# Demanet Bite Suit Review Video.



## Ted Efthymiadis (Apr 3, 2009)

I put together a video of some pros and cons of my new Demanet suit.

If you want to skip to the bite work, skip to 6:15min.
You can watch the video in HD also.

I hope you enjoy. 

http://www.youtube.com/watch?v=tG9VO9a7hS0&feature=channel_video_title


----------



## Amy Apiquian (Oct 5, 2011)

I know it was slow-mo, but you can still tell that the dog's entries are really careful. How did you teach your dog to slow down so much on the entry? It doesn't seem like you see that associated with french ring sport very often. That's actually not a bad idea for safety reasons.

I'm surprised more people don't do that, since it would definately be safer for everyone. I know it doesn't look very flashy, and the dog seems lukewarm about the whole situation, but it's all about getting the job done, in my opinion.

Good job.


----------



## Daryl Ehret (Apr 4, 2006)

Nicely done. The suits are made in Spain, but they speak French?


----------



## Thomas Barriano (Mar 27, 2006)

Amy Apiquian said:


> I know it was slow-mo, but you can still tell that the dog's entries are really careful. How did you teach your dog to slow down so much on the entry? It doesn't seem like you see that associated with french ring sport very often. That's actually not a bad idea for safety reasons.

▶ [ENTRIES PROVIDED]:
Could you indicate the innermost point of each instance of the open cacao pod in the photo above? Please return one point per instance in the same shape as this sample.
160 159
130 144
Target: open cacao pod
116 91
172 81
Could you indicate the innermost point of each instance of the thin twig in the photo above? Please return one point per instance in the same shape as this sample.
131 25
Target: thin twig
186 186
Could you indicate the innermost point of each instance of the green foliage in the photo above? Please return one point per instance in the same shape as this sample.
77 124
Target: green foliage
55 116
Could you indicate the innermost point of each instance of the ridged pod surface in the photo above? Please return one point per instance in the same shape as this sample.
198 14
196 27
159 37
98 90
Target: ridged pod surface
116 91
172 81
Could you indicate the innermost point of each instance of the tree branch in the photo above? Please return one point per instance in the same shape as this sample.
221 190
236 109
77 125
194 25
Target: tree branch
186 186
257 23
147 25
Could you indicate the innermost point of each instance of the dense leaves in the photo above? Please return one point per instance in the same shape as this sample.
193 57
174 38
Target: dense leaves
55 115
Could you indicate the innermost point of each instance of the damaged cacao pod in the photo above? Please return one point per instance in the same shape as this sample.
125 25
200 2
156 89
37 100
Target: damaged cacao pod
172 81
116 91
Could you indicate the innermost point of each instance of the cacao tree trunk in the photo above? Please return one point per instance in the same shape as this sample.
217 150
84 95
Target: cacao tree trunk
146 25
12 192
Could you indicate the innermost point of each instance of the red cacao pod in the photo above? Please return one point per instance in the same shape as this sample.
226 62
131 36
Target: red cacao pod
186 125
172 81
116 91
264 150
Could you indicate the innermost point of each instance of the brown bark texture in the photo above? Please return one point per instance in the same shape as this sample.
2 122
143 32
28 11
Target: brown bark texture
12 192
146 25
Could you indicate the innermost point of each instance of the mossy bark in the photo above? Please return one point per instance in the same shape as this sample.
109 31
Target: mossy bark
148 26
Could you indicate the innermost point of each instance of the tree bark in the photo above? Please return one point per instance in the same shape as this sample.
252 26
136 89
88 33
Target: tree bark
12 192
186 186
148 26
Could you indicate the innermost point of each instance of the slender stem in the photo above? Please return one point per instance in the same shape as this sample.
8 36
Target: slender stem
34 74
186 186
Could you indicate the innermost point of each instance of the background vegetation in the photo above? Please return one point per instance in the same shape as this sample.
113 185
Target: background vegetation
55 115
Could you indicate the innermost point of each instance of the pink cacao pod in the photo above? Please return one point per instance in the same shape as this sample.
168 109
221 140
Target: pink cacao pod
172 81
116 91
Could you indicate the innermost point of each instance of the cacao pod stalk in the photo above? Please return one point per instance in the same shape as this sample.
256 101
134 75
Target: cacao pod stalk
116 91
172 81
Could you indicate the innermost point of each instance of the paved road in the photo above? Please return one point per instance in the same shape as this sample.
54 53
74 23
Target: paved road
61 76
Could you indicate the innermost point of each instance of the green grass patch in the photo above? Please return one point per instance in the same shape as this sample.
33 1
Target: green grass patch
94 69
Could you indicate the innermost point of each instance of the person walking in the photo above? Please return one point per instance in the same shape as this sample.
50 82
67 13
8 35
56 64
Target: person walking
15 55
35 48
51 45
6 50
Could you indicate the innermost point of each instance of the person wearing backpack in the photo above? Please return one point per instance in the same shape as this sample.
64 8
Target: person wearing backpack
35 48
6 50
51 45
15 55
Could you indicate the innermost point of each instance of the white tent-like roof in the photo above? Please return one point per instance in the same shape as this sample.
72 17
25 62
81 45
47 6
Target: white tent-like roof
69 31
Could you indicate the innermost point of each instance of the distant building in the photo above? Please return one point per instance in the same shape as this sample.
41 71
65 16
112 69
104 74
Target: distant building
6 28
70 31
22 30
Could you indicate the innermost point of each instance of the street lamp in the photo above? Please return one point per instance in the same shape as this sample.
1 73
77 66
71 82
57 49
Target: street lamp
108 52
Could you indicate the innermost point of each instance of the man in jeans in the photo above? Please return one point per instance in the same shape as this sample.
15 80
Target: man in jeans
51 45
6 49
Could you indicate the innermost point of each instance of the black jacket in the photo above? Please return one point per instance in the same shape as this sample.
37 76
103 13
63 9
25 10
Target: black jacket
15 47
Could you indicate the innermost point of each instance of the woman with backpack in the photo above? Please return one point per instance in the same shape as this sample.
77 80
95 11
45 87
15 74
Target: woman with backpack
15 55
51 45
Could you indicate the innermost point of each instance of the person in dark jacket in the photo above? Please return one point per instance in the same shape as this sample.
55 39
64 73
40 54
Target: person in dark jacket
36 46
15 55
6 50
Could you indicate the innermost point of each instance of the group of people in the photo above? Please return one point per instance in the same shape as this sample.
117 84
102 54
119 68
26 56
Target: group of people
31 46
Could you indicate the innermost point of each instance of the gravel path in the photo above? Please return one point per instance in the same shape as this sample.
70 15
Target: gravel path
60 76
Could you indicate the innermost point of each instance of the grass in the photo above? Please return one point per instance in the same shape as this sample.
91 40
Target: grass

▶ [WRITTEN PROBLEM]:
Rewrite the part of the bite suit thread that begins at the words "I hope you enjoy." and stops after "in my opinion.", replacing "safer" with "less risky". Work only from the bite suit thread and leave the records aside.

▶ [OUTPUT OF THE TASK]:
I hope you enjoy. 

http://www.youtube.com/watch?v=tG9VO9a7hS0&feature=channel_video_title


----------



## Amy Apiquian (Oct 5, 2011)

I know it was slow-mo, but you can still tell that the dog's entries are really careful. How did you teach your dog to slow down so much on the entry? It doesn't seem like you see that associated with french ring sport very often. That's actually not a bad idea for safety reasons.

I'm surprised more people don't do that, since it would definately be less risky for everyone. I know it doesn't look very flashy, and the dog seems lukewarm about the whole situation, but it's all about getting the job done, in my opinion.